Extracted text:
****
Catarina was freed by her lover Piero da Vinci, Leonardo’s father. Leonardo da Vinci and his mother arrived in Florence from Vinci, Italy, when he as a young teen left behind odors of the Tuscan countryside, such as jasmine, rosemary and olive trees, for a world of aromas including perfumed clothes, ink, lead, wax, lemons and oranges.
To wit: visitors can take in whiffs of an orange blossom accord; perfumer Calice Becker’s evocation of a Tuscan landscape, and a Vinci olive oil accord.
Around 1555, Giovanventura Rosetti’s “Notandissimi secreti de l’arte profumatoria” treatise on perfume-making came out. Its recipes included for perfumed resins, which were molded into bird shapes, serving as censors. There is one sniffable here.
Da Vinci in the 1480s set up his own workshop, where he designed alembic apparatuses (one of his sketches is on display) to tests oils, varnishes and citrus-scented fragrances. Turpentine, rabbit skin glue, walnut oil and a linseed olive oil accord are available to smell. He also tinkered with the enfleurage and distillation fragrance extraction methods.
In his “Codex Atlanticus,” da Vinci writes: “Add peeled almonds together with the flowers of bitter orange, jasmine, privet or other fragrant flowers and change the water each time you have to change the flowers, so that the almonds do not take on a musty smell. Solvents. Remove the ammonia.”
Lemon and orange alcholate accords are samplable.
Da Vinci joined the Sforza court in Milan in 1482. Milanese nobility then were keen on the latest perfume trends and fragranced attire down to their shoes with scented pastes comprised of amber, musk and civet. Aloeswood, benzoin, jasmine and musk can be tested out.
Some of da Vinci’s paintings refer to fragrances. In “Lady With an Ermine,” attributed to him, for instance, Cecilia Gallerani wears a black amber necklace. This exhibit reveals its olfactive element.
“What is black amber? We are not too sure about that,” muses Brioist, explaining it might be a version of ambergris or a mixture of other elements. Fashioning black amber beads posed another conundrum, but the curators were up to the challenge. A black amber necklace — in real life — hangs in front of the artwork’s reproduction.
“I think Leonardo had a synesthetic ability,” Brioist says. “For instance, he said nut oil smells sad.” Da Vinci was known to compare smells with musical chords, too.
Elsewhere, from a Renaissance recipe, perfumer Nadège Le Garlantezec adopted sweet-smelling water that was sprinkled on to clothes and linens. Also bringing the Court of Francis I to life are a violet scent and fragranced sachets reconstituted by Océane Fontaine Cioffi.
“Leonardo da Vinci and the Perfumes of the Renaissance” runs through Sept. 15.
Brioist had previously used an olfactive element in an exhibition to help illustrate Renaissance battlefield.
****
(Part of a data file)

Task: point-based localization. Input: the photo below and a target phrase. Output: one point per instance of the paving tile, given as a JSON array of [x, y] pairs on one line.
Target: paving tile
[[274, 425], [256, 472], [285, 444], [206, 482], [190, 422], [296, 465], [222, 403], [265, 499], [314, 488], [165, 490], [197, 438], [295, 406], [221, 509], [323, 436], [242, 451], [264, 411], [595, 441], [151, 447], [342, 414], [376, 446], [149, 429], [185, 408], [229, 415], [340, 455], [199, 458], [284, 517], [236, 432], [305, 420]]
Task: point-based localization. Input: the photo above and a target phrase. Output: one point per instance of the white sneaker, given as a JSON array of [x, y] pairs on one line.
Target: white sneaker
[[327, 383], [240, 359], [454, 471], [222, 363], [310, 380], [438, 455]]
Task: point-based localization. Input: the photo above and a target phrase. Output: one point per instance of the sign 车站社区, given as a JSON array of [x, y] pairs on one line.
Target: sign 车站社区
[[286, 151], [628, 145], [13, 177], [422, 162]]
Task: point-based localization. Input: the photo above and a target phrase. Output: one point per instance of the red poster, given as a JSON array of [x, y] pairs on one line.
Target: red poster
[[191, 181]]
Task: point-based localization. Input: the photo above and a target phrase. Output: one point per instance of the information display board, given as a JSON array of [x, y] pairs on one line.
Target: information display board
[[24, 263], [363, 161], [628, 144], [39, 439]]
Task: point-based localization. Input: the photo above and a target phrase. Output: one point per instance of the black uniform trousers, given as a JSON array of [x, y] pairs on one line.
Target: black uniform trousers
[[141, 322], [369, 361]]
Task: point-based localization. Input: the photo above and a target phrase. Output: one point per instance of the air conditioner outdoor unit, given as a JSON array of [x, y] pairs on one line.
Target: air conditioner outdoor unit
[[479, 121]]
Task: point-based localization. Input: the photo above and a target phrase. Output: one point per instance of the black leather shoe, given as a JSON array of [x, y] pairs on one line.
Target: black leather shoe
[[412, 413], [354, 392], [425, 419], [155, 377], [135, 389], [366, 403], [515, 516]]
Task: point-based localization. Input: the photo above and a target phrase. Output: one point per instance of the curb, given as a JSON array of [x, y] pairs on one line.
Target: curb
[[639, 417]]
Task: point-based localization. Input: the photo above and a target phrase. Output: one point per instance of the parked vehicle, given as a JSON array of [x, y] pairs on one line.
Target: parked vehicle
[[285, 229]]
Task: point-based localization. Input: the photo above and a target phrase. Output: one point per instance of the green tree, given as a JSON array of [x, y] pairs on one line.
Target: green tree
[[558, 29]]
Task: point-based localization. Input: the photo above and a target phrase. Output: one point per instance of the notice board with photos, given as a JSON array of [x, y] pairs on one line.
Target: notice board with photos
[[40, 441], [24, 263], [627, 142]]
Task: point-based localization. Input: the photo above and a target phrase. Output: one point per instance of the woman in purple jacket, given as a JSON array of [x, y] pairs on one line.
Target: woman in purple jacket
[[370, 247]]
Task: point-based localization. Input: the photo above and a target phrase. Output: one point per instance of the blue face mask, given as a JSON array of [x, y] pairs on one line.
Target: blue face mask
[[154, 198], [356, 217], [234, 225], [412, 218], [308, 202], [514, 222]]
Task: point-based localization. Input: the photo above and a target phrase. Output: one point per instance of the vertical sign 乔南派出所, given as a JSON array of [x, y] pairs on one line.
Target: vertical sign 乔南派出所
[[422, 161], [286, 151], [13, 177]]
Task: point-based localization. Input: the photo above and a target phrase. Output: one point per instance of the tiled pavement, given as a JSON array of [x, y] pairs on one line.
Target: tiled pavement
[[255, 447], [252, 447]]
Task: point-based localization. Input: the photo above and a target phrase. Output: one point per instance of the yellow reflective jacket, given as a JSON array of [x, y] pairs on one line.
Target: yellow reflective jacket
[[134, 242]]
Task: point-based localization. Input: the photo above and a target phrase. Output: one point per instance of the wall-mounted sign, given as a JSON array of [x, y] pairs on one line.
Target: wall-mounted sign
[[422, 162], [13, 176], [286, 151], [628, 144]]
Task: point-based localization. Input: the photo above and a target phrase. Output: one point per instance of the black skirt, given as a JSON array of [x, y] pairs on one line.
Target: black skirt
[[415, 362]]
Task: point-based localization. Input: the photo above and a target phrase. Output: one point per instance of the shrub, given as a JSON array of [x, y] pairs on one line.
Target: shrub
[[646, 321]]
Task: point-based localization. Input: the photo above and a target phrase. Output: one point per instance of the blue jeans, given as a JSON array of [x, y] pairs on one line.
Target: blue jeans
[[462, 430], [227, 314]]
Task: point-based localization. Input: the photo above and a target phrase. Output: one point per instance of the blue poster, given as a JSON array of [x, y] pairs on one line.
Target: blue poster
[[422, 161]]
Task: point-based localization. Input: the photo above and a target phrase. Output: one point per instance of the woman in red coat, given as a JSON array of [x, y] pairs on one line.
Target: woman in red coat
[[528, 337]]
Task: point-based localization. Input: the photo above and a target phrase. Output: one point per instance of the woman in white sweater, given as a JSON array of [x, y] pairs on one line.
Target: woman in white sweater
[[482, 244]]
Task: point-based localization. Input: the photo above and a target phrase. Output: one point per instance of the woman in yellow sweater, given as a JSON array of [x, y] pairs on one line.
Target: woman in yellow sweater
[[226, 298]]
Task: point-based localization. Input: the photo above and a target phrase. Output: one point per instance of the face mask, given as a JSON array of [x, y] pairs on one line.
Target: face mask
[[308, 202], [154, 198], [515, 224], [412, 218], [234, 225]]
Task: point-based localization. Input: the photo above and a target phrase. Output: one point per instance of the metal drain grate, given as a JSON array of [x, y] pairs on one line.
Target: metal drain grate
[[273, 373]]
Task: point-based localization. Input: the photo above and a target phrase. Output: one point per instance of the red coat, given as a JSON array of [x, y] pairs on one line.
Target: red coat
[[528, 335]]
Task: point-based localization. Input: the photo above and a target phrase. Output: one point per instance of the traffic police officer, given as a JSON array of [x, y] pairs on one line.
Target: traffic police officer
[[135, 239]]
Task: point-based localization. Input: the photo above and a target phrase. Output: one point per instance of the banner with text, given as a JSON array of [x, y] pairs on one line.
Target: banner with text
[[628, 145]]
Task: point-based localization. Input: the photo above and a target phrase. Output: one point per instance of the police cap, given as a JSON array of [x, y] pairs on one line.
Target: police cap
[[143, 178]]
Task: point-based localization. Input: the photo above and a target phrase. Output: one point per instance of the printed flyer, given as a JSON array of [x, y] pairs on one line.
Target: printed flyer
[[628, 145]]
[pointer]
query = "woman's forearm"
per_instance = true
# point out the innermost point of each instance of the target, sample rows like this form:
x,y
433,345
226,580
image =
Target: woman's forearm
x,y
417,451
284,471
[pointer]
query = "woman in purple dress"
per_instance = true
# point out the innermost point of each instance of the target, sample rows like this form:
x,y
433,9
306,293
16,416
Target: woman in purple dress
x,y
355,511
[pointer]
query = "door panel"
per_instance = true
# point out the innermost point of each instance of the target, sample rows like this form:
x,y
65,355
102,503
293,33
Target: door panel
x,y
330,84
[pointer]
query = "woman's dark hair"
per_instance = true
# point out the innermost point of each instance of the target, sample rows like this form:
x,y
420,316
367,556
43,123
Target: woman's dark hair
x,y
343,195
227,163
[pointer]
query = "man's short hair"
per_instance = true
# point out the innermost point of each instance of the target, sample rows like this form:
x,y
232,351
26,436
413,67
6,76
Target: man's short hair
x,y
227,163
****
Description of the task:
Print the passage of the article on Leonardo da Vinci and Renaissance perfumes above, starting with "To wit: visitors" and going on through "one sniffable here.".

Correct answer:
To wit: visitors can take in whiffs of an orange blossom accord; perfumer Calice Becker’s evocation of a Tuscan landscape, and a Vinci olive oil accord.
Around 1555, Giovanventura Rosetti’s “Notandissimi secreti de l’arte profumatoria” treatise on perfume-making came out. Its recipes included for perfumed resins, which were molded into bird shapes, serving as censors. There is one sniffable here.